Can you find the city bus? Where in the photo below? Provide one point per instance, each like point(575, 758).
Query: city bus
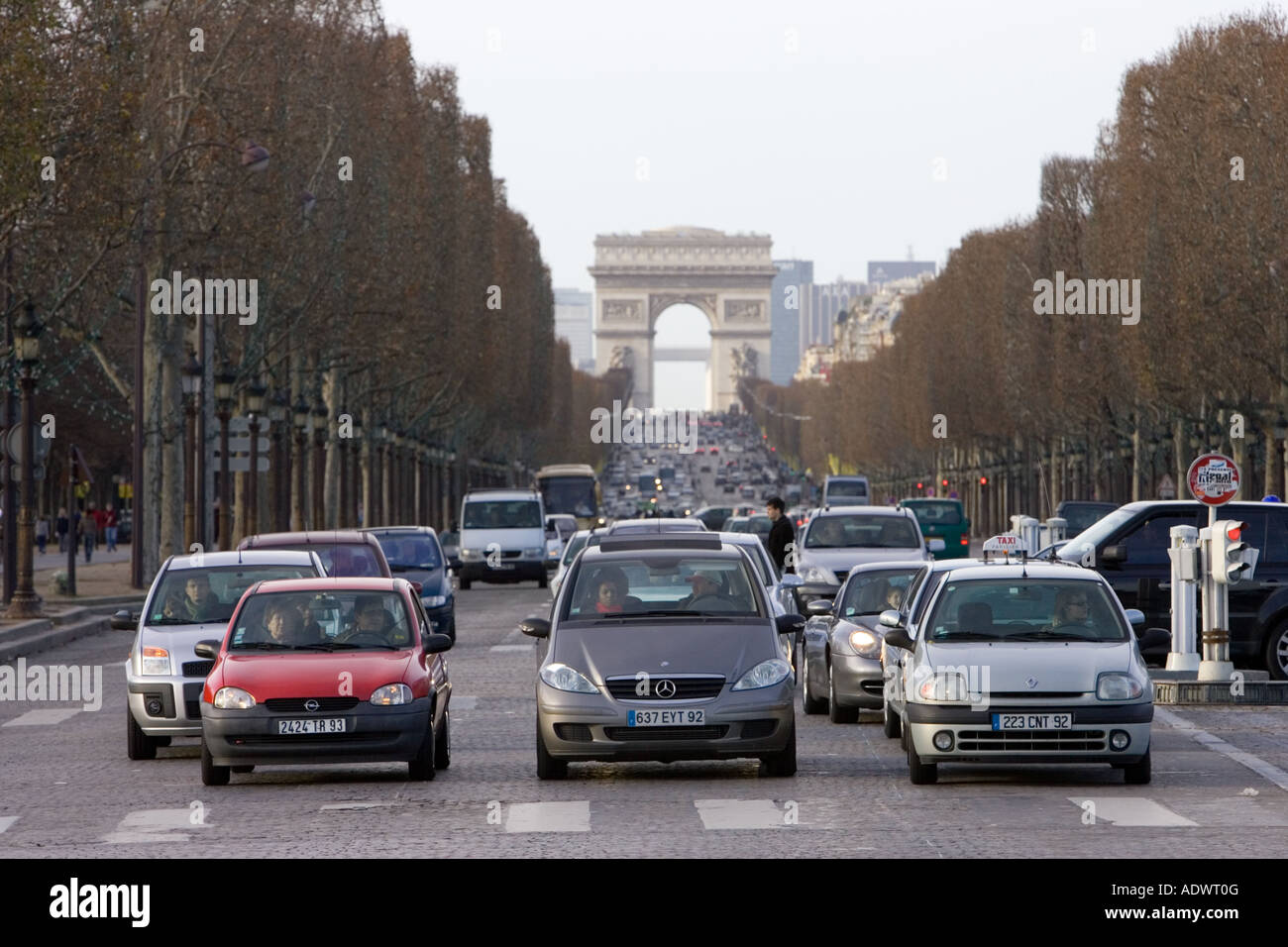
point(572, 488)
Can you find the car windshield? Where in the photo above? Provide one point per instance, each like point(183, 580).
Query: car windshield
point(197, 595)
point(1025, 609)
point(410, 551)
point(661, 583)
point(335, 620)
point(872, 592)
point(861, 530)
point(502, 514)
point(936, 513)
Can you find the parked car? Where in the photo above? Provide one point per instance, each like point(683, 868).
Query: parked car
point(191, 598)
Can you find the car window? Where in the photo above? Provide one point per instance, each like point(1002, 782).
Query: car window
point(193, 595)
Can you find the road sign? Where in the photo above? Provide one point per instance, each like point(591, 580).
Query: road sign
point(1214, 479)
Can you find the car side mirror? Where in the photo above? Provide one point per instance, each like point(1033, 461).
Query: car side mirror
point(790, 624)
point(124, 620)
point(535, 628)
point(436, 643)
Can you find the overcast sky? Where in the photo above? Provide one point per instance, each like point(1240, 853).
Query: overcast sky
point(820, 124)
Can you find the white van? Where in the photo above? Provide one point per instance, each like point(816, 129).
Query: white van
point(502, 536)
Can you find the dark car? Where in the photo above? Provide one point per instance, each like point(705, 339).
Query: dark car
point(1128, 547)
point(415, 554)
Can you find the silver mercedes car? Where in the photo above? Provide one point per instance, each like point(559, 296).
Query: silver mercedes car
point(665, 648)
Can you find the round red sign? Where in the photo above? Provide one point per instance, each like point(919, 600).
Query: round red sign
point(1214, 479)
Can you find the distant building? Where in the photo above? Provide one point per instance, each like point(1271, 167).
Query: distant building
point(575, 321)
point(791, 286)
point(887, 270)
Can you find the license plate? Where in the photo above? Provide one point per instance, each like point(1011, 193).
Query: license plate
point(666, 718)
point(325, 724)
point(1031, 722)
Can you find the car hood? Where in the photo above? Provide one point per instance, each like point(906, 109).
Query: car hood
point(1069, 667)
point(610, 651)
point(312, 674)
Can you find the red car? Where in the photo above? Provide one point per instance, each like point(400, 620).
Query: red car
point(326, 671)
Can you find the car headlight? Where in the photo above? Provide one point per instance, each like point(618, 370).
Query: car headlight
point(233, 698)
point(944, 688)
point(155, 661)
point(390, 694)
point(866, 643)
point(1117, 686)
point(765, 674)
point(561, 677)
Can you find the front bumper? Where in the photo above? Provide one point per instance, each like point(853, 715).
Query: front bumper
point(858, 681)
point(975, 740)
point(373, 735)
point(593, 727)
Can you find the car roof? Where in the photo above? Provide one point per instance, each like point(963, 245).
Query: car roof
point(241, 557)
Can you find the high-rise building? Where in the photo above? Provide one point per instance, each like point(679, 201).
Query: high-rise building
point(575, 322)
point(790, 289)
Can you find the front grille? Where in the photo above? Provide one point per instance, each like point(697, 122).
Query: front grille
point(1029, 741)
point(295, 705)
point(636, 735)
point(686, 688)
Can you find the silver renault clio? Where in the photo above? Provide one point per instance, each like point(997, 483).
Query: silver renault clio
point(664, 648)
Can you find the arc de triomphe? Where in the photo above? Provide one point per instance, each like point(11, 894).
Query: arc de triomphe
point(728, 277)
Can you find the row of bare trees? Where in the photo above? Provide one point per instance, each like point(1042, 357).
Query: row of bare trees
point(1188, 193)
point(290, 142)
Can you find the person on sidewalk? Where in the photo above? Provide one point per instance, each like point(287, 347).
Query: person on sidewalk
point(110, 527)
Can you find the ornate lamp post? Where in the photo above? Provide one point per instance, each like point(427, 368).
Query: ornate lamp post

**Enunciado:** ¿Puedes citar textualmente el tramo del material de arriba que va desde la línea que contiene "Can you find the front bumper?" hasta la línea que contiene "point(686, 688)", ambas incluidas?

**Solución:**
Can you find the front bumper? Where in the photo above? Provide one point per instance, each like point(853, 715).
Query: front bumper
point(858, 681)
point(975, 740)
point(373, 735)
point(593, 727)
Can you find the car roof? Where in the photo above? Provide one point per instance, each like point(963, 245).
Query: car roof
point(241, 557)
Can you find the high-rise building? Where in the photo above? Provide one point per instance, each like point(679, 201).
Query: high-rise building
point(575, 322)
point(790, 289)
Can you find the front grille? Where in the photo above? Provide one point per instance, each like point(697, 122).
Query: front grille
point(1029, 741)
point(295, 705)
point(636, 735)
point(686, 688)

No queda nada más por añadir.